DATA LISTING:
----

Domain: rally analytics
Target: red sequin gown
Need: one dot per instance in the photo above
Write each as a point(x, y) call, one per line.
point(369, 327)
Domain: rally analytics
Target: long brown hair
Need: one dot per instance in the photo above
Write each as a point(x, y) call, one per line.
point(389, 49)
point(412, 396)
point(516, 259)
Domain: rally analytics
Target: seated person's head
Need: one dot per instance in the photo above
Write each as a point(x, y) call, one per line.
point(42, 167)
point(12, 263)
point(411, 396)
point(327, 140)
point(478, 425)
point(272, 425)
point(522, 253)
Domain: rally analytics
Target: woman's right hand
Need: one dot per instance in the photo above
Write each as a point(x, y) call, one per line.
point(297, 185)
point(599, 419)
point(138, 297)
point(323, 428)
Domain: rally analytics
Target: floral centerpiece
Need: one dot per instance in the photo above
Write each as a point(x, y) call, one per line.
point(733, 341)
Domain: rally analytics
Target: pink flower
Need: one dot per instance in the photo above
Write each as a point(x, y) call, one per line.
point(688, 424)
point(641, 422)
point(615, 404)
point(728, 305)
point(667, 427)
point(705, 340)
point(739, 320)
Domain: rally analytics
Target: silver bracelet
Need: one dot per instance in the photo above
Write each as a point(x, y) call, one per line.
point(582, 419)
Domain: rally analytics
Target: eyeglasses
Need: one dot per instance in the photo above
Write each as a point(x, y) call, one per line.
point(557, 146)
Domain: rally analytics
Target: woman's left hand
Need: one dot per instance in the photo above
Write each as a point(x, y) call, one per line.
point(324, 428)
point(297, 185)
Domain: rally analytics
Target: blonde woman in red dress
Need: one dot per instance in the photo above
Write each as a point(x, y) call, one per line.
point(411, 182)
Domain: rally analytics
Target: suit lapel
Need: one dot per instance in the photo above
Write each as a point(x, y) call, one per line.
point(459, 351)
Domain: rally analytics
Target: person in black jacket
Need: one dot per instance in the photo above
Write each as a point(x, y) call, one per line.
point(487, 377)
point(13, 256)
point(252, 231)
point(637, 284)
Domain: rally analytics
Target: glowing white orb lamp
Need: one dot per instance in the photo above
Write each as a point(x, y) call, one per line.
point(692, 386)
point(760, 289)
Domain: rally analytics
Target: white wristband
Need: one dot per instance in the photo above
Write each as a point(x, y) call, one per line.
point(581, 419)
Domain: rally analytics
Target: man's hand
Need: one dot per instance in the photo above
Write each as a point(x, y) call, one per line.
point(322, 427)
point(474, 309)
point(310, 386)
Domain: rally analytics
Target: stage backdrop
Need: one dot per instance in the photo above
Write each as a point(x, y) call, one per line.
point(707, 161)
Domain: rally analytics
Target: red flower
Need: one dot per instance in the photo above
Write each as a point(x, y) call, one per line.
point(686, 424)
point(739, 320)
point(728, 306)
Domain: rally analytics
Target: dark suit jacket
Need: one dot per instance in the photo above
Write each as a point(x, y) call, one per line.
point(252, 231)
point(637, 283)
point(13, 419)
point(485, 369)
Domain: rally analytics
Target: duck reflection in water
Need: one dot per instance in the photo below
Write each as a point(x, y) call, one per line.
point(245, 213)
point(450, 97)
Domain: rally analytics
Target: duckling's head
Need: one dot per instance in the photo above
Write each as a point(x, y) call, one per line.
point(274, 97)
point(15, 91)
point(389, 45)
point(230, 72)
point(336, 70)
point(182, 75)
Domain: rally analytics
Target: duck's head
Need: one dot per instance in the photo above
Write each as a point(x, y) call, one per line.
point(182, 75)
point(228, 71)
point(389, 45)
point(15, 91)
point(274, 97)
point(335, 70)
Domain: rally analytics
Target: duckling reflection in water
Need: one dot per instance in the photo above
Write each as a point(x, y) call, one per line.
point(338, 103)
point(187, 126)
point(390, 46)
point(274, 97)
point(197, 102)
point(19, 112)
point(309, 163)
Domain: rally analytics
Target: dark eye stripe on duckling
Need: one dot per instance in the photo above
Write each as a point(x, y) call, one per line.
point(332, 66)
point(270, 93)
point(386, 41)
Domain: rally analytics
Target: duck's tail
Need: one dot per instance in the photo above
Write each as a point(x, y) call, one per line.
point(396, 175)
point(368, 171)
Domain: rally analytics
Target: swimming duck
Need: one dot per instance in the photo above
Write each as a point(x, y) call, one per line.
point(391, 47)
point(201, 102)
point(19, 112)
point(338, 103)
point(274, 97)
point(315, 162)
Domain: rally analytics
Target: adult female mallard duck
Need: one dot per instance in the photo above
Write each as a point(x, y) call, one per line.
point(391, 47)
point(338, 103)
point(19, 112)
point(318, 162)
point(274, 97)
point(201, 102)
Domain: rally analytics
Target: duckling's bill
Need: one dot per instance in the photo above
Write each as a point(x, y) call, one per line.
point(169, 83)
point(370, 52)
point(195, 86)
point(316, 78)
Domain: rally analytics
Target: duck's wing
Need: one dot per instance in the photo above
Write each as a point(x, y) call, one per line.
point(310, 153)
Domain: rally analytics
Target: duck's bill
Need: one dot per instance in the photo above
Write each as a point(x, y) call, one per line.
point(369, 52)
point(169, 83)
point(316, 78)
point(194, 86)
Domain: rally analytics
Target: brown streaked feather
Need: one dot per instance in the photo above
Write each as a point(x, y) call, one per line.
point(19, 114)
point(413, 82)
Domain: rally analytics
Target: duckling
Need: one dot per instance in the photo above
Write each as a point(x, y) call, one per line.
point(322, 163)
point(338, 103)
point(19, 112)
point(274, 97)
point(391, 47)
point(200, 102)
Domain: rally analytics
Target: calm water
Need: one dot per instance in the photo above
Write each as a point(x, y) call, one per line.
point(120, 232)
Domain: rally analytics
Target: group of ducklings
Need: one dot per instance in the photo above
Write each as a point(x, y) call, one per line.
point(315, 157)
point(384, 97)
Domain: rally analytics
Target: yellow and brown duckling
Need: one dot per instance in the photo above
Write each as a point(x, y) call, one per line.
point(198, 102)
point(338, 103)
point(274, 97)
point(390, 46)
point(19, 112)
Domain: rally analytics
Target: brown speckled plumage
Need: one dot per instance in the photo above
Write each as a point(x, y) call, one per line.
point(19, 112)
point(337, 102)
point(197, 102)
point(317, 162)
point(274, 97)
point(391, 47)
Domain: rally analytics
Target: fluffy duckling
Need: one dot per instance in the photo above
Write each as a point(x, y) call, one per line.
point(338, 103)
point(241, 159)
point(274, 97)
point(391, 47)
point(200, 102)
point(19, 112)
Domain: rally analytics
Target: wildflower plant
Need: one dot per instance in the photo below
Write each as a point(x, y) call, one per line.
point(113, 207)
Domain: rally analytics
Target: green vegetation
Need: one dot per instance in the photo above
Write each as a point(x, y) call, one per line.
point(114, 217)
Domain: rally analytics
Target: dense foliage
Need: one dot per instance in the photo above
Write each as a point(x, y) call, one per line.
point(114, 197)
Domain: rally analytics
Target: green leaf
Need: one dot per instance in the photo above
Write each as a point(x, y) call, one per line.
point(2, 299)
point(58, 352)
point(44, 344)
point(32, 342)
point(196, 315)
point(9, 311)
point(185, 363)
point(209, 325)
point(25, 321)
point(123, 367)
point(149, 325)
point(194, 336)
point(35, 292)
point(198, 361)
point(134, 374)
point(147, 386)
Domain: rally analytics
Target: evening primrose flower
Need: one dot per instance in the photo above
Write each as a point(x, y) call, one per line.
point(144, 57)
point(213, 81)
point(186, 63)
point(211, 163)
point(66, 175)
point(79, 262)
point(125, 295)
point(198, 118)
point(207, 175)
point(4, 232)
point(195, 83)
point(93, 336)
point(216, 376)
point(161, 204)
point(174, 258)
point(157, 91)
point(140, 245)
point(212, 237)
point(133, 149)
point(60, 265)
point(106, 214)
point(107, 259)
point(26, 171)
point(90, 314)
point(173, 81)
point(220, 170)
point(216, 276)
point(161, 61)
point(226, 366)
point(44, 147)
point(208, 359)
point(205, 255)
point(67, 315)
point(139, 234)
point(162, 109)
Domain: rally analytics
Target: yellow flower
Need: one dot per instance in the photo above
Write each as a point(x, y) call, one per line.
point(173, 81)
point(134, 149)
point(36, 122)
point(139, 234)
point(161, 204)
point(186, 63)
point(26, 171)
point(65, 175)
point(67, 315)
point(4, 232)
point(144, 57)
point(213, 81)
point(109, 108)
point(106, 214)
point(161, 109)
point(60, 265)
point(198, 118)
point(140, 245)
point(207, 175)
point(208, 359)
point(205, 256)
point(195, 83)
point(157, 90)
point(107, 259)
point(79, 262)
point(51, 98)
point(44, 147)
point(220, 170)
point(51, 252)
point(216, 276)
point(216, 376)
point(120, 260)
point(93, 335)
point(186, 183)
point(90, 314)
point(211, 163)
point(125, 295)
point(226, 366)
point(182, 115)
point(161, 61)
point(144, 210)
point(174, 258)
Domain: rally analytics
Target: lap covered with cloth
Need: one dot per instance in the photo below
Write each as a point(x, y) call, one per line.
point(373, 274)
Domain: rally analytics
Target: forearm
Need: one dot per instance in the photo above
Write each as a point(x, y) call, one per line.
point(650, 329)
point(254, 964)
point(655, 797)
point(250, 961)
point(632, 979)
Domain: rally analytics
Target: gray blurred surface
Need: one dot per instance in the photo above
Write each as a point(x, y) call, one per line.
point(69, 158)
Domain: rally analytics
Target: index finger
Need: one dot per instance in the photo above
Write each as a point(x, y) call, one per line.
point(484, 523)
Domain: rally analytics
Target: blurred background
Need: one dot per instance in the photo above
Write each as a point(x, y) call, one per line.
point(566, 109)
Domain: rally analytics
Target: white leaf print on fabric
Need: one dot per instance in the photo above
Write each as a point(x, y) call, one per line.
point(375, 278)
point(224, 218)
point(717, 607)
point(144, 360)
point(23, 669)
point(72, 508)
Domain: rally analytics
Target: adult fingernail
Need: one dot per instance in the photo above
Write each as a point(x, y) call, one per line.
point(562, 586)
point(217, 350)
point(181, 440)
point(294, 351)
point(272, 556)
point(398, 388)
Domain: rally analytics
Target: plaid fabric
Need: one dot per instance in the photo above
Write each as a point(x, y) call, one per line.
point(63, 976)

----

EXERCISE DIRECTIONS:
Give the count, and only the count, of lines in these records that hold the string "green".

RESULT OF THIS TASK:
2